> Source
Edge AI Development: How to Accelerate Your Journey?

After cloud computing, edge computing will become a new growth point in the IoT market over the next decade, which is an undeniable fact. According to market research firm Gartner, by 2025, 75% of data will be generated at the network edge, meaning that the distribution of computing resources in the entire smart world is shifting towards the “edge”.

Unlike traditional cloud computing architectures that centralize all computing resources in the cloud, edge computing places more computing tasks at the network edge. This computing architecture has unique advantages in reducing latency, avoiding bandwidth consumption from large data transfers, and protecting local sensitive data security.

Especially with the popularization of artificial intelligence (AI) applications, the model of “training in the cloud and inferring at the edge” has been widely recognized. By deploying trained machine learning models in edge devices, these devices can quickly and efficiently perform AI inference tasks, accelerating the deployment of more AI applications.

International telecom consulting firm STL Partners predicts that the potential market for edge computing will rapidly rise from $9 billion in 2020 to $445 billion by 2030, with a compound annual growth rate of up to 48%! Such a booming market also raises higher demands for players involved—if you want to keep up with the pace of market development, your edge AI development must also be able to accelerate.

Edge AI Drives Adaptive Computing

To accelerate application development, a prerequisite is to choose a fast and good “vehicle”—for edge AI development, this means selecting a development platform that can flexibly “accelerate”.

An AI inference application requires acceleration for the AI processing part, as well as meeting the functional requirements for non-AI preprocessing and postprocessing, meaning that the overall application process needs to be optimized.

> Entries shown

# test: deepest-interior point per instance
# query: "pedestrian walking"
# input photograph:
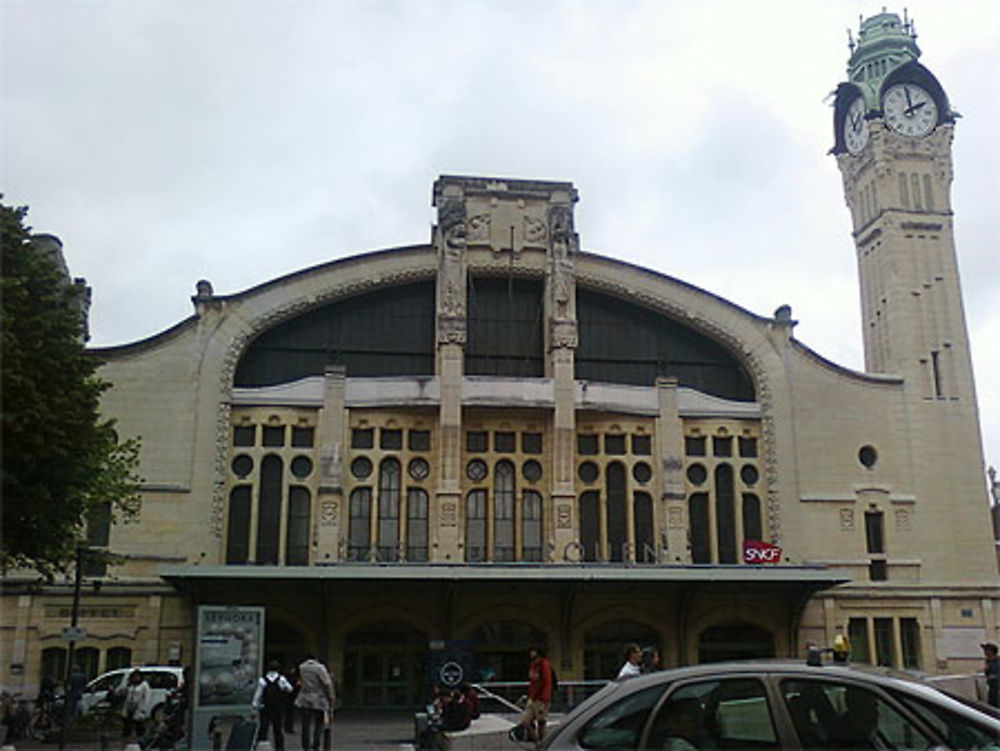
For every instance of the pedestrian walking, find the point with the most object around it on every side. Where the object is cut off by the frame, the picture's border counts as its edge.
(633, 660)
(314, 702)
(536, 710)
(270, 700)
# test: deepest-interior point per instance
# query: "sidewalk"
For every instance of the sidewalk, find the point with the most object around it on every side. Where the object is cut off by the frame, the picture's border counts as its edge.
(365, 731)
(352, 730)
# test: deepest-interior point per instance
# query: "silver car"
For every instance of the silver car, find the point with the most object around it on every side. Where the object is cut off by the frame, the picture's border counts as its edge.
(774, 705)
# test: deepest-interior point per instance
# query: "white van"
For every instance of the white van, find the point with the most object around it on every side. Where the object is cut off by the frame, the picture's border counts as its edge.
(101, 692)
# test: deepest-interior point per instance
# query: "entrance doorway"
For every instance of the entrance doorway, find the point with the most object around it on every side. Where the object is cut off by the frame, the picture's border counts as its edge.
(735, 641)
(385, 667)
(604, 647)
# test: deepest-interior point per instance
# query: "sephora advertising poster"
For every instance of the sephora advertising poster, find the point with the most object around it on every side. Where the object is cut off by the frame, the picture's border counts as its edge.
(230, 654)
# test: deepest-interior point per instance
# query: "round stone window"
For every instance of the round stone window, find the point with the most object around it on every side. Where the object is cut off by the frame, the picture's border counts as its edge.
(242, 465)
(697, 474)
(361, 467)
(476, 470)
(532, 471)
(301, 466)
(588, 472)
(418, 469)
(642, 472)
(867, 455)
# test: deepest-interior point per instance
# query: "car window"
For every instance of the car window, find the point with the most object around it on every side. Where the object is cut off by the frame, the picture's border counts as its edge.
(620, 725)
(160, 679)
(830, 714)
(956, 731)
(729, 713)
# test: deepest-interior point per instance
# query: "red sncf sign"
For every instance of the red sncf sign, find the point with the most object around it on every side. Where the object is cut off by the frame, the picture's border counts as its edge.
(755, 551)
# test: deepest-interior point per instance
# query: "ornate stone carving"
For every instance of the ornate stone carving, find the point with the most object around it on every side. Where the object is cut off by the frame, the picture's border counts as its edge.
(847, 520)
(750, 359)
(534, 231)
(478, 228)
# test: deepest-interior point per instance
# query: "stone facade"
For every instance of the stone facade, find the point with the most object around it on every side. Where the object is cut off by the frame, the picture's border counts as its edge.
(373, 514)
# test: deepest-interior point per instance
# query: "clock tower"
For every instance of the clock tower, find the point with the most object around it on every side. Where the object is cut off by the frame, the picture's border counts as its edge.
(893, 129)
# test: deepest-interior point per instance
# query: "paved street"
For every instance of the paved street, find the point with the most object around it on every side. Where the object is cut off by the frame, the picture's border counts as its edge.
(365, 731)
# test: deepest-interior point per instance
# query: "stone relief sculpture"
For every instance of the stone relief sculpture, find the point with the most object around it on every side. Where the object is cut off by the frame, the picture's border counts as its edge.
(451, 272)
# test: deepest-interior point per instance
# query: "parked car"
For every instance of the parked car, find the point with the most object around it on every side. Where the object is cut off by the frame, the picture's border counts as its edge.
(774, 705)
(106, 691)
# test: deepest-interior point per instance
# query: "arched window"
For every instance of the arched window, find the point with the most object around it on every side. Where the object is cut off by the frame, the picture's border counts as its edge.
(725, 513)
(297, 536)
(54, 663)
(269, 511)
(531, 526)
(416, 524)
(753, 528)
(360, 524)
(238, 533)
(118, 657)
(503, 512)
(475, 526)
(645, 543)
(388, 509)
(698, 521)
(590, 525)
(617, 518)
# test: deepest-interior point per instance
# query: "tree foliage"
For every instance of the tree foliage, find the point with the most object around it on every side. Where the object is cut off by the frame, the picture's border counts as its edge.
(61, 459)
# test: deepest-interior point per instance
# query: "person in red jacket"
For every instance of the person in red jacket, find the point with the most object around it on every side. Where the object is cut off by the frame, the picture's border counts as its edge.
(536, 711)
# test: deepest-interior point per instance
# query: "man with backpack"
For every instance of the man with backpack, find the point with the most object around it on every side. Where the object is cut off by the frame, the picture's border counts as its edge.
(536, 710)
(270, 700)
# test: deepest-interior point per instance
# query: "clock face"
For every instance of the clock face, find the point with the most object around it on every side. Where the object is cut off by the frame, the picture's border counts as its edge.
(855, 126)
(909, 110)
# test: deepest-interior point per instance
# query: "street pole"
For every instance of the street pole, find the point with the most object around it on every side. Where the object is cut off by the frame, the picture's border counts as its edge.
(68, 712)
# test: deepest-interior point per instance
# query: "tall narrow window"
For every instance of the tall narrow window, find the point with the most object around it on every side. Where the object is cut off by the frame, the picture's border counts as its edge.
(883, 643)
(645, 545)
(909, 634)
(701, 546)
(360, 524)
(531, 526)
(590, 525)
(936, 373)
(617, 522)
(753, 528)
(875, 531)
(238, 532)
(416, 525)
(269, 511)
(388, 509)
(857, 633)
(475, 526)
(503, 511)
(297, 536)
(725, 513)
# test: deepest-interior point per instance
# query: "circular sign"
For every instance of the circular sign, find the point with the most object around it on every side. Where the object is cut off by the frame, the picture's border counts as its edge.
(451, 674)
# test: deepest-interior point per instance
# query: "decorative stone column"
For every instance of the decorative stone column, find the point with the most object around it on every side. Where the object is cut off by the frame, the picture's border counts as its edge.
(450, 238)
(329, 527)
(562, 341)
(670, 439)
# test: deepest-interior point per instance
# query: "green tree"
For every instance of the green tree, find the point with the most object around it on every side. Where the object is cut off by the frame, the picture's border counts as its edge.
(62, 462)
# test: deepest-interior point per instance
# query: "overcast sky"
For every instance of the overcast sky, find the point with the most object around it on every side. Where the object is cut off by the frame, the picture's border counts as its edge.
(237, 141)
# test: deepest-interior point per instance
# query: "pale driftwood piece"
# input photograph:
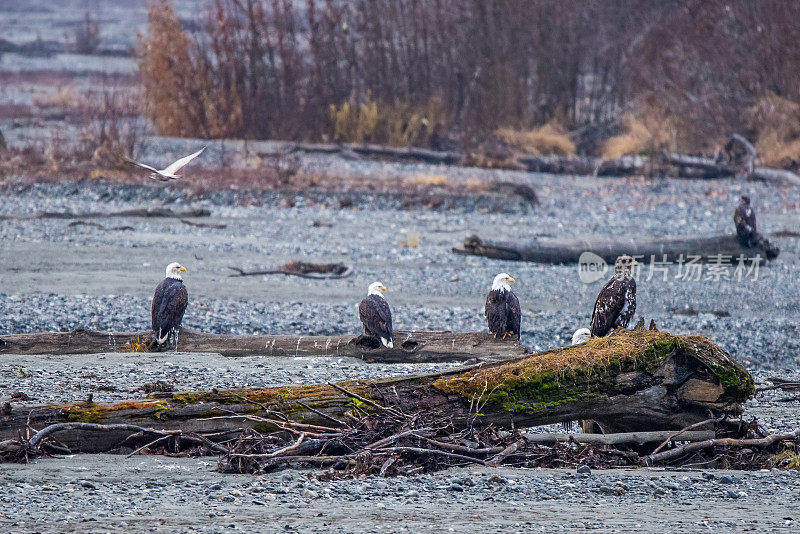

> Task to carry out
In the edge AI article, what share of data does Gartner say will be generated at the network edge by 2025? The items have nothing to do with the edge AI article.

> Expected output
75% of data.